**Text shown**
It’s true to say that online advertising is currently in flux and is changing a lot, with many brands unsure about what to do about it. Key to this is the fight over data privacy, as Apple has just done away with unfettered access to device-level identifiers (aka IDFA – Identifier for Advertising) and is now forcing all iOS app makers to get permission to collect and use IDFAs from users. In addition, Google is stopping the use of 3rd party cookies in the near future (deadline just pushed back from 2022 to 2024 – more below)
There have been two main reactions from the industry.
The principal response is that the move is good for people’s data privacy – which it is – but that it will make it harder for brands to sell their stuff. My response to that is not necessarily, although it WILL change things. So you as a marketing and brand leader do need to be aware and make changes to how you market your brand – see the excerpt below from my recently published business bible, “Social Goodness”, where I dissect this in depth.
The secondary reaction is a classic sleight of hand from the Ad Tech executives, who are claiming that it won’t stop advertising but will simply make it less relevant. However, this is just a misdirection because targeted online adverts aren’t actually that relevant now, despite what is claimed – see the below excerpt from ‘Broadcasting into the Void’ chapter in “Social Goodness”.
Why do People Opt Out of ‘Relevant’ Advertising?

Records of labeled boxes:
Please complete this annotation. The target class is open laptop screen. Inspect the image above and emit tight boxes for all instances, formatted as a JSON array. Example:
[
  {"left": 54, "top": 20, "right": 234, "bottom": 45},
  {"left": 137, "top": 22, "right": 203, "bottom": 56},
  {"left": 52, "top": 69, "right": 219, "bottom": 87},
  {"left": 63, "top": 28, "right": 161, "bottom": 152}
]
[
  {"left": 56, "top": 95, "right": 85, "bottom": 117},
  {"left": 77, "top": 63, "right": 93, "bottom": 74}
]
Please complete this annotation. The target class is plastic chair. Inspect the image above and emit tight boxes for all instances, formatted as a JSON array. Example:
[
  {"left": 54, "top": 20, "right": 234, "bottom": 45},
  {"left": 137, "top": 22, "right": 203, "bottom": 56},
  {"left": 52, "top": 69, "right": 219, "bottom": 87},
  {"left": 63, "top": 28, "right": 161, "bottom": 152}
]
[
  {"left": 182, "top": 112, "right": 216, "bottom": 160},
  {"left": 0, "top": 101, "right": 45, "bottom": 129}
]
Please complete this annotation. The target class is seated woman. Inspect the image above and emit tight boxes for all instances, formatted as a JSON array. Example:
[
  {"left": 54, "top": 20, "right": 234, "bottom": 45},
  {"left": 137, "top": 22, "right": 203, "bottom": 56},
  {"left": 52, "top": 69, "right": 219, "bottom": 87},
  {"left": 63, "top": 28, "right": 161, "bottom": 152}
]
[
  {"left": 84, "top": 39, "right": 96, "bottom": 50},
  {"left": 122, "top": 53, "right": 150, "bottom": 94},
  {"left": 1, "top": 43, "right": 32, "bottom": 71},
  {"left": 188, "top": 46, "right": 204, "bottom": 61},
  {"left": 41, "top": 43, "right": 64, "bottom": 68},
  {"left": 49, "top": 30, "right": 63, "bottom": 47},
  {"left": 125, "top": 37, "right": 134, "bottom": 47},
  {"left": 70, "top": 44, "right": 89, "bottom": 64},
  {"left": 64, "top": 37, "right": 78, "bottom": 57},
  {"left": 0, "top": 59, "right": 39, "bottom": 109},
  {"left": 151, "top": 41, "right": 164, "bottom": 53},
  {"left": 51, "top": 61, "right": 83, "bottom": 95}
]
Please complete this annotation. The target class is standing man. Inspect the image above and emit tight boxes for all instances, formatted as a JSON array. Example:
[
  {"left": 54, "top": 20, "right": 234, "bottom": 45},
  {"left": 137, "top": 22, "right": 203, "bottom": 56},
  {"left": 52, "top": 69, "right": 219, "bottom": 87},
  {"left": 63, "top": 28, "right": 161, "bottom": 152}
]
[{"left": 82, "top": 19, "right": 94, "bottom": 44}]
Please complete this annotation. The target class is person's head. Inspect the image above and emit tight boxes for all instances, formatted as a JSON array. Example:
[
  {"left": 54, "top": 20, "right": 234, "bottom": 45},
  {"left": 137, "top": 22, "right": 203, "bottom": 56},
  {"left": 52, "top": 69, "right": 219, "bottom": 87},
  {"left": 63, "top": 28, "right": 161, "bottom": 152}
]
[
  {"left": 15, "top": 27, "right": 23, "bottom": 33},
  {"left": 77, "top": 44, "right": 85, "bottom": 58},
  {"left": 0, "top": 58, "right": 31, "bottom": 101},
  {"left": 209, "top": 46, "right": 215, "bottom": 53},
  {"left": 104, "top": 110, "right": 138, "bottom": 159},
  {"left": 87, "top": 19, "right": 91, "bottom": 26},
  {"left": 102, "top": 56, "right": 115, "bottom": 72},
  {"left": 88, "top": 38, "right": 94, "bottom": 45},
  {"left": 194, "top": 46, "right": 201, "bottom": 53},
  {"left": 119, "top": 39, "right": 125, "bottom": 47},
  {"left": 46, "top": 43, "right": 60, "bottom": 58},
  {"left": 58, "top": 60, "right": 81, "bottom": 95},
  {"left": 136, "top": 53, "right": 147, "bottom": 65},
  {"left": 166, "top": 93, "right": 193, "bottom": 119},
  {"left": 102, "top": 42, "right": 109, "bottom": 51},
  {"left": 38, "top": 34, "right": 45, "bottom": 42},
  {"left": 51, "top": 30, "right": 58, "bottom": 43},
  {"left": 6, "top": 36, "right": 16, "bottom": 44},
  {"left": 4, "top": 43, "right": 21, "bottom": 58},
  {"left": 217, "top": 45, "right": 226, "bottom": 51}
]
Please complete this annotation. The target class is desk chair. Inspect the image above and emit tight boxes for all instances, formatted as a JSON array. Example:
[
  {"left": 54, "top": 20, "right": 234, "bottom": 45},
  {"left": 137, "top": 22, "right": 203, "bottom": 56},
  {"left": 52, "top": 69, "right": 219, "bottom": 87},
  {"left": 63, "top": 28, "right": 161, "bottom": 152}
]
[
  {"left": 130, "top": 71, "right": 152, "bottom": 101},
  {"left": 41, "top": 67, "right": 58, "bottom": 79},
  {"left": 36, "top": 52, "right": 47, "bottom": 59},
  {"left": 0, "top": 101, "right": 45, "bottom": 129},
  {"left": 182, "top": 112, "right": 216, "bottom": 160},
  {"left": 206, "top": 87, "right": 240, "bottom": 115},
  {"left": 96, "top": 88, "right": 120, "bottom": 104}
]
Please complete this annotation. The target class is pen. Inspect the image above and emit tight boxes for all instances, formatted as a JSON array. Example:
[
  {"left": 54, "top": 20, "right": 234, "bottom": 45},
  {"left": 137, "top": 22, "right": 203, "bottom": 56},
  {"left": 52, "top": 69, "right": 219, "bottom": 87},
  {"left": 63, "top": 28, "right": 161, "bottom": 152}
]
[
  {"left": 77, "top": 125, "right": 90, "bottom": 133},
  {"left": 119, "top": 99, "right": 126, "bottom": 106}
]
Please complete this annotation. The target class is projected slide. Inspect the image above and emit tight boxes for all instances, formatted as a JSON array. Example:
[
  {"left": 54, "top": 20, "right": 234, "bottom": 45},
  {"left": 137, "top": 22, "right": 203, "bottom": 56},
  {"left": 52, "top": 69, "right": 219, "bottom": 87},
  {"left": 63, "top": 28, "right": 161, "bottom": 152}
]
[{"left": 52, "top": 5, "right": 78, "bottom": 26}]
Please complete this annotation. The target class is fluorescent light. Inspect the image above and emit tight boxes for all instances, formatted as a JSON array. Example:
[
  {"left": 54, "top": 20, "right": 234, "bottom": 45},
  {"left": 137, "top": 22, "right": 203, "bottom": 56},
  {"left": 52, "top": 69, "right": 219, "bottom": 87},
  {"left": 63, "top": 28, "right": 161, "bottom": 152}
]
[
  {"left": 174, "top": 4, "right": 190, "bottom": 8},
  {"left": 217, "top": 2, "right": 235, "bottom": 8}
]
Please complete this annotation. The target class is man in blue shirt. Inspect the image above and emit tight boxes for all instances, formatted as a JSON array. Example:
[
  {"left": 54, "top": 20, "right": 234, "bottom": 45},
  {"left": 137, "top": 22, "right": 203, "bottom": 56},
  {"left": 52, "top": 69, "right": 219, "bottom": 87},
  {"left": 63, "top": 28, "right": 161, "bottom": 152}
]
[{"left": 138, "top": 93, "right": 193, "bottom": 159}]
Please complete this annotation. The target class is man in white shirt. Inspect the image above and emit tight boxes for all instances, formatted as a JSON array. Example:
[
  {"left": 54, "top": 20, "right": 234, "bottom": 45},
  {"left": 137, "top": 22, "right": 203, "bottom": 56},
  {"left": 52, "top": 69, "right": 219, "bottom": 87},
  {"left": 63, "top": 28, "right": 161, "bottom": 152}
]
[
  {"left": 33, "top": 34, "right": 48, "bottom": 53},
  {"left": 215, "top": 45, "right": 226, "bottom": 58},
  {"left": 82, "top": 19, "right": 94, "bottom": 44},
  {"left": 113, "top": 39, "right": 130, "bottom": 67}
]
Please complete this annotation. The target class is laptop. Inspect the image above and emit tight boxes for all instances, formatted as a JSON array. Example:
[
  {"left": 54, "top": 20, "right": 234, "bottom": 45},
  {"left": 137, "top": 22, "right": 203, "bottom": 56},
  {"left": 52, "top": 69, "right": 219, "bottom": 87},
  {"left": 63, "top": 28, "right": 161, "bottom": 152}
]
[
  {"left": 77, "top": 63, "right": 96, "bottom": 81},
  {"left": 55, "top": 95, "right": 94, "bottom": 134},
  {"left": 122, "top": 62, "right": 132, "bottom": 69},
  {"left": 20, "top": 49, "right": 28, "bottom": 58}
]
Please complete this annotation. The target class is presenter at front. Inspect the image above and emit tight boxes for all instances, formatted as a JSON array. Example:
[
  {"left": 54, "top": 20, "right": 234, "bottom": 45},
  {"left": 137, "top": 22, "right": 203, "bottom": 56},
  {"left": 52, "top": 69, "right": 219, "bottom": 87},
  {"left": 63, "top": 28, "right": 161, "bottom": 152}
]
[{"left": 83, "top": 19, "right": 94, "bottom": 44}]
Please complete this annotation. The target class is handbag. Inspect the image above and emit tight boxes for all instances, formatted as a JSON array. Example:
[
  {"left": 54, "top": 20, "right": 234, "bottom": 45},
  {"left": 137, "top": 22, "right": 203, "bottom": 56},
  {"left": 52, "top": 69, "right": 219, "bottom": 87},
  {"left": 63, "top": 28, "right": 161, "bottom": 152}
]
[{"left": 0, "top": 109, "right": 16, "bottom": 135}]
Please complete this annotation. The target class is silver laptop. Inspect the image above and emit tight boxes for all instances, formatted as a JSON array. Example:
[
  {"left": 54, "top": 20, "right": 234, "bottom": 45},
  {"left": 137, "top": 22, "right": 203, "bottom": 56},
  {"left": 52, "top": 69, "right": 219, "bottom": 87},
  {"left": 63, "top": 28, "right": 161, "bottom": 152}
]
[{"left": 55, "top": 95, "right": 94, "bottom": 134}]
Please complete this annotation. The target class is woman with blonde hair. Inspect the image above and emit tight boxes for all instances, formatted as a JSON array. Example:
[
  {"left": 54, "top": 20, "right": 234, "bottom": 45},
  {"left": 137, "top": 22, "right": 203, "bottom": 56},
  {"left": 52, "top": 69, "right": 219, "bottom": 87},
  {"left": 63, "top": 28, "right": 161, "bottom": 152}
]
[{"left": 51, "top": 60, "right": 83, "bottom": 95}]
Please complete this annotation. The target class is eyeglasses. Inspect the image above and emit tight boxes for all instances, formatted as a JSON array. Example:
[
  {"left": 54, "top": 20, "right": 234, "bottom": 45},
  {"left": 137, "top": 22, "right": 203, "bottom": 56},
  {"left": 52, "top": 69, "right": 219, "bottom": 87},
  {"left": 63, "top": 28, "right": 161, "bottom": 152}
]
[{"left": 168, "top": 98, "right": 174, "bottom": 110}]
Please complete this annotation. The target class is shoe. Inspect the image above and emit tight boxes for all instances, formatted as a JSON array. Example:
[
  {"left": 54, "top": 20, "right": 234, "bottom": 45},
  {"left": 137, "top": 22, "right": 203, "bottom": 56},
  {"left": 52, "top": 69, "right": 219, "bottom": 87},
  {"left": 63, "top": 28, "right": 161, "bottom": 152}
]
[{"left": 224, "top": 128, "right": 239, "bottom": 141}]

**List of tasks**
1 - Please reproduce the advertising article in full, word for word.
2 - Return every line of the listing that contains the string "laptop", matching case exactly.
The advertising article and the listing have no connection to each other.

**Responses to the tasks**
1 -
It’s true to say that online advertising is currently in flux and is changing a lot, with many brands unsure about what to do about it. Key to this is the fight over data privacy, as Apple has just done away with unfettered access to device-level identifiers (aka IDFA – Identifier for Advertising) and is now forcing all iOS app makers to get permission to collect and use IDFAs from users. In addition, Google is stopping the use of 3rd party cookies in the near future (deadline just pushed back from 2022 to 2024 – more below)
There have been two main reactions from the industry.
The principal response is that the move is good for people’s data privacy – which it is – but that it will make it harder for brands to sell their stuff. My response to that is not necessarily, although it WILL change things. So you as a marketing and brand leader do need to be aware and make changes to how you market your brand – see the excerpt below from my recently published business bible, “Social Goodness”, where I dissect this in depth.
The secondary reaction is a classic sleight of hand from the Ad Tech executives, who are claiming that it won’t stop advertising but will simply make it less relevant. However, this is just a misdirection because targeted online adverts aren’t actually that relevant now, despite what is claimed – see the below excerpt from ‘Broadcasting into the Void’ chapter in “Social Goodness”.
Why do People Opt Out of ‘Relevant’ Advertising?

2 -
Please complete this annotation. The target class is open laptop screen. Inspect the image above and emit tight boxes for all instances, formatted as a JSON array. Example:
Please complete this annotation. The target class is laptop. Inspect the image above and emit tight boxes for all instances, formatted as a JSON array. Example:
Please complete this annotation. The target class is silver laptop. Inspect the image above and emit tight boxes for all instances, formatted as a JSON array. Example:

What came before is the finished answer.